- SOURCE
## START
The characterization of local structural dynamics upon charging and discharging is an important but challenging research area in the field of energy storage materials. In general, the best way to track these local structural changes is to carry out an in situ PDF measurement, but the realization is always a challenging task for the battery researches, since the cell components out of interests (such as carbon, electrolyte, counter electrode) also generate strong scattering signals. The compromise solution for this challenge is to pre‐charge (or pre‐discharge) the electrode to a certain voltage state, then to disassemble the cell and scrape the powders from electrode for ex situ PDF measurement.
## END
- OBJECTIVE
Answer these questions from the passage on tracking structural changes in energy storage materials.
1. What does the passage call the best way to track local structural changes?
2. Which components does it list as generating strong scattering signals?
3. After the electrode is pre-charged or pre-discharged to a certain voltage state, what is done before the ex situ PDF measurement?

Labeled contour entries
## START
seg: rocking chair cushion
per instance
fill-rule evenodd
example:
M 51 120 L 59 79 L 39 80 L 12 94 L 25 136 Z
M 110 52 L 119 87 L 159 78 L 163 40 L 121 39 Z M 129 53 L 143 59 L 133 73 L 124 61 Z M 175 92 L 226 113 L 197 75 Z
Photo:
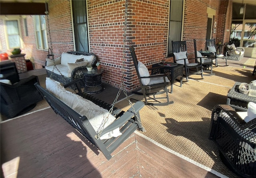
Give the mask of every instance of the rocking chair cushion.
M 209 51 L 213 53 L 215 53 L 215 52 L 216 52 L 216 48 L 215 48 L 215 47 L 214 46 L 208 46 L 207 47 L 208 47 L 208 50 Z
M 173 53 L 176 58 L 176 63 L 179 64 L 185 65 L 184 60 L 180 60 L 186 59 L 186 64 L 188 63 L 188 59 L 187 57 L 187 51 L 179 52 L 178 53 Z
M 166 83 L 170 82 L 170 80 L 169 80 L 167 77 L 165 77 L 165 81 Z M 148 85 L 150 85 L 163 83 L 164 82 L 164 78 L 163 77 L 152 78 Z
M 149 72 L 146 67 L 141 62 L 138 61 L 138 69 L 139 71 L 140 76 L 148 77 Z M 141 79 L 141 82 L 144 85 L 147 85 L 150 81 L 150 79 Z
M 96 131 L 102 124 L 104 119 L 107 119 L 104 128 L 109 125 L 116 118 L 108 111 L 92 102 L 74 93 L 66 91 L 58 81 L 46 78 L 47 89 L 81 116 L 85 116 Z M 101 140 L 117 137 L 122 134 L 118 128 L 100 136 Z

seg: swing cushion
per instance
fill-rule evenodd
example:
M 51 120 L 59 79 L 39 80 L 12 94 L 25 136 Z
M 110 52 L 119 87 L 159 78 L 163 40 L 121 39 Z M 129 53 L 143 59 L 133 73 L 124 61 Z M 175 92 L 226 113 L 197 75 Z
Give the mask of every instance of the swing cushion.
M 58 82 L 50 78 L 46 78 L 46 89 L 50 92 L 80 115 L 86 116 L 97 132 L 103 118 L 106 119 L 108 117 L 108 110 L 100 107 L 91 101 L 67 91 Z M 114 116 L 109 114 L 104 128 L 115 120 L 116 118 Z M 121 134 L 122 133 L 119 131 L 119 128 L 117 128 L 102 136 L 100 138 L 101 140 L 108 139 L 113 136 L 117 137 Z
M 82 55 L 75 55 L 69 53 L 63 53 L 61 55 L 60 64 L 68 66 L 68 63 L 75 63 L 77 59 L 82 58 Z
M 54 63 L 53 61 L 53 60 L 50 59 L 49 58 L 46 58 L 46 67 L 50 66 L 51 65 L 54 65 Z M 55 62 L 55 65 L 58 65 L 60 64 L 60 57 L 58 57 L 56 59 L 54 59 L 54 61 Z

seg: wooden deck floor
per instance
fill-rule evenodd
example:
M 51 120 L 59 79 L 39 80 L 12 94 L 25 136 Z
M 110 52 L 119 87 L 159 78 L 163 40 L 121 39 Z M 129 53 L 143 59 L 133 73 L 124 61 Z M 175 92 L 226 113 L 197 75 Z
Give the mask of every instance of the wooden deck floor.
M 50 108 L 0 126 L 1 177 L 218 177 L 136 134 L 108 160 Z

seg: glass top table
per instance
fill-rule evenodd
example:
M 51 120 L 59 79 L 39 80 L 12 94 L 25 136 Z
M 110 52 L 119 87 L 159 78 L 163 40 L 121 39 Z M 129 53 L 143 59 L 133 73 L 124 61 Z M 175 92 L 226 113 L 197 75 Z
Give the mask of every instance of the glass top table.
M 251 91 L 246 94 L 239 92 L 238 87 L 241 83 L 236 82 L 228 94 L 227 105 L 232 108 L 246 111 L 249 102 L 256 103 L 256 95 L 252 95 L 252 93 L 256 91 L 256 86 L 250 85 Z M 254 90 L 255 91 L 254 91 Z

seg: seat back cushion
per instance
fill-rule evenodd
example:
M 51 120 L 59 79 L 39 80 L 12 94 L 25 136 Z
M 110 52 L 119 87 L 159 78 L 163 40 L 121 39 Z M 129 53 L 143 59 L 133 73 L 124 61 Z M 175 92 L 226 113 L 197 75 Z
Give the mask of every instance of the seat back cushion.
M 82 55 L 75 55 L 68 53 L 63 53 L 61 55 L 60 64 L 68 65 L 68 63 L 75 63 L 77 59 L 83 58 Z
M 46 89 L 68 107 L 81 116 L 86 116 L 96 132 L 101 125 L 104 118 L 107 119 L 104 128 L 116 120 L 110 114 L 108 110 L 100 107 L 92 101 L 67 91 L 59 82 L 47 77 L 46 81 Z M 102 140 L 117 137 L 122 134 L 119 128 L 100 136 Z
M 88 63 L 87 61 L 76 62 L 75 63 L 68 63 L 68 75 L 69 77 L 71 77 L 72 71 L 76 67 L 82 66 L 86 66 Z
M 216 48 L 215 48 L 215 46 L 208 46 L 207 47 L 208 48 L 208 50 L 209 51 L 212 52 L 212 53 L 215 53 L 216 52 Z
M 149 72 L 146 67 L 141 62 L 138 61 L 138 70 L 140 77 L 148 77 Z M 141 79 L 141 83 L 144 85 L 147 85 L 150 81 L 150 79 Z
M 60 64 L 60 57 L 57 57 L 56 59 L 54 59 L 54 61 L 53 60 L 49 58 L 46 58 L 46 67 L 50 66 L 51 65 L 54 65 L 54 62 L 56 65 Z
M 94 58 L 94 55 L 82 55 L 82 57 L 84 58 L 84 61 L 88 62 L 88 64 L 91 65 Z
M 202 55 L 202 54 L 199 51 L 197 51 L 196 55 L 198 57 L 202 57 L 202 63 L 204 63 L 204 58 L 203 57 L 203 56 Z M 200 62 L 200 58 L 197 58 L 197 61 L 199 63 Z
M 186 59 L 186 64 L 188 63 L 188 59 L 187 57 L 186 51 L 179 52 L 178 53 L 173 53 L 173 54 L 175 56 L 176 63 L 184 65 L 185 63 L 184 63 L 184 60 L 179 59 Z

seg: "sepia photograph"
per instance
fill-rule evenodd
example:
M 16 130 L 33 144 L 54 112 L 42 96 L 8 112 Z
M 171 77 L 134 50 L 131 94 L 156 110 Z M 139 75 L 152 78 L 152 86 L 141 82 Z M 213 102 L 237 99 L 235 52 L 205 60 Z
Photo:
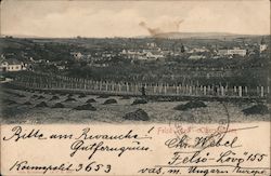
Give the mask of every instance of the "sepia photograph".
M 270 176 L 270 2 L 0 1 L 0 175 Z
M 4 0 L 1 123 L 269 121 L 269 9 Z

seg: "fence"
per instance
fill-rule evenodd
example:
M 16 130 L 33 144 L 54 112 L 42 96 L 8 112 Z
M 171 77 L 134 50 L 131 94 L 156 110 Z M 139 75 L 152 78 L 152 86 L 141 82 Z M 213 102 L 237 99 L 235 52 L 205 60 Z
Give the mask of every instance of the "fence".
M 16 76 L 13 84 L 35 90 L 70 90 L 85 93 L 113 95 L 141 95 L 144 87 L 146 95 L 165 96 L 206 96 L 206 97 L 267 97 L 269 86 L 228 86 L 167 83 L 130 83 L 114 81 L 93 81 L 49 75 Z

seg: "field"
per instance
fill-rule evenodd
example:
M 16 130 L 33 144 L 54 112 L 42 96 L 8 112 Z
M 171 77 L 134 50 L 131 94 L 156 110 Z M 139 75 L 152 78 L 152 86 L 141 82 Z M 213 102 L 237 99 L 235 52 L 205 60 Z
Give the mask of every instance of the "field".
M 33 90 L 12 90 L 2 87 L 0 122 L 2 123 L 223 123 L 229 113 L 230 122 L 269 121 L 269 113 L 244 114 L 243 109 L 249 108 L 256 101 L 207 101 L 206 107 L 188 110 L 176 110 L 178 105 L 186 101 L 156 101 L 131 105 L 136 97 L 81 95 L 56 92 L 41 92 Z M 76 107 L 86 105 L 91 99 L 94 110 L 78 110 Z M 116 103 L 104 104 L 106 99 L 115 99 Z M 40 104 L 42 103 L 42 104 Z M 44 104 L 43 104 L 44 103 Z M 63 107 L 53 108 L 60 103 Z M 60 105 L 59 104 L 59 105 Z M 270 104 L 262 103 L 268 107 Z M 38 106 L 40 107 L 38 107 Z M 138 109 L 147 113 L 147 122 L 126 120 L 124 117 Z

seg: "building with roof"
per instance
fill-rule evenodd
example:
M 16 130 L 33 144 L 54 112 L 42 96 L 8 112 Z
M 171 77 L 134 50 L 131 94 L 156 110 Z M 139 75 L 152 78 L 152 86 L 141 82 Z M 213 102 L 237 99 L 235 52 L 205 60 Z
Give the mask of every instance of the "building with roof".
## END
- EXERCISE SOLUTION
1. Carrying out an in situ PDF measurement.
2. Carbon, electrolyte and the counter electrode.
3. The assembly is disassembled and the powders are scraped from the electrode.